Reproduce the thyroid case abstract word for word, from "ISSN 1470-3947 (print)" up to and including "Hospital, Norwich, UK.".
[[ Reading passage, beginning ]]
ISSN 1470-3947 (print) | ISSN 1479-6848 (online)

Endocrine Abstracts (2011) 25 P72

Thyroid swelling and tracheal compression: a cautionary tale

Matthew Fenech, James MacKay, Simon Pain & Francesca Swords


Norfolk and Norwich University Hospital, Norwich, UK.


A 28-year old Lithuanian woman presented with a 6-week history of firm anterior neck swelling. There were no symptoms of local obstruction, invasion, or thyroid dysfunction, and no past medical history, medication use or relevant family history. On initial assessment, she was euthyroid, with a 6 cm hard mass replacing the right lobe of the thyroid, a 2 cm lymph node lateral to it, but no other lymphadenopathy. No cellular material could be obtained on initial clinical and ultrasound-guided fine-needle aspirates. An ultrasound-guided core biopsy of the thyroid mass revealed a diffuse inflammatory cell infiltrate comprising lymphocytes and eosinophils, no thyroid follicles, and extrathyroidal fibrosis. These appearances were thought to be in keeping with Reidel’s thyroiditis.
[[ Reading passage, end ]]
[[ Data provided, beginning ]]
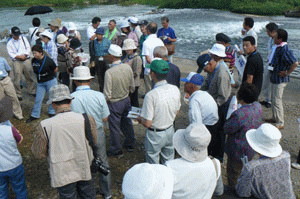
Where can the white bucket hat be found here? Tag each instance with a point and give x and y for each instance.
(46, 33)
(81, 73)
(265, 140)
(191, 143)
(61, 38)
(148, 181)
(218, 49)
(115, 50)
(128, 44)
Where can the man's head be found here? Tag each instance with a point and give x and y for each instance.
(165, 22)
(112, 24)
(152, 28)
(16, 32)
(281, 35)
(161, 52)
(248, 23)
(96, 22)
(271, 29)
(36, 22)
(249, 45)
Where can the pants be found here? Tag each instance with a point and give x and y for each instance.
(7, 88)
(23, 67)
(41, 90)
(104, 181)
(134, 97)
(118, 122)
(101, 67)
(80, 189)
(159, 146)
(266, 87)
(16, 177)
(276, 100)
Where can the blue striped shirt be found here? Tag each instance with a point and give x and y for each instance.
(282, 61)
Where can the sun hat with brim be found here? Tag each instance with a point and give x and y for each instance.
(159, 66)
(61, 38)
(265, 140)
(81, 73)
(58, 93)
(6, 109)
(128, 44)
(148, 181)
(115, 50)
(191, 143)
(194, 78)
(218, 50)
(46, 33)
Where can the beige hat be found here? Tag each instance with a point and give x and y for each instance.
(191, 143)
(265, 140)
(148, 181)
(81, 73)
(61, 38)
(128, 44)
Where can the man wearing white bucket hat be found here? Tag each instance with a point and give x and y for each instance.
(269, 175)
(148, 181)
(118, 83)
(218, 85)
(195, 174)
(93, 103)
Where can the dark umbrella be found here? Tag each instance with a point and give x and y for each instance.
(38, 10)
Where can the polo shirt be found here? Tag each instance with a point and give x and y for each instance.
(194, 180)
(161, 105)
(203, 109)
(91, 102)
(254, 66)
(169, 32)
(282, 60)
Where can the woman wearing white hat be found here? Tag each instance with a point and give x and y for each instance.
(269, 175)
(134, 60)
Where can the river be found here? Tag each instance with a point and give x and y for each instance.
(195, 28)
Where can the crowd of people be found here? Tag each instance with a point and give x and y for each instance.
(73, 137)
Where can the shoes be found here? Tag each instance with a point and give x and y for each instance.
(31, 119)
(296, 165)
(115, 153)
[[ Data provided, end ]]
## Exercise result
ISSN 1470-3947 (print) | ISSN 1479-6848 (online)

Endocrine Abstracts (2011) 25 P72

Thyroid swelling and tracheal compression: a cautionary tale

Matthew Fenech, James MacKay, Simon Pain & Francesca Swords


Norfolk and Norwich University Hospital, Norwich, UK.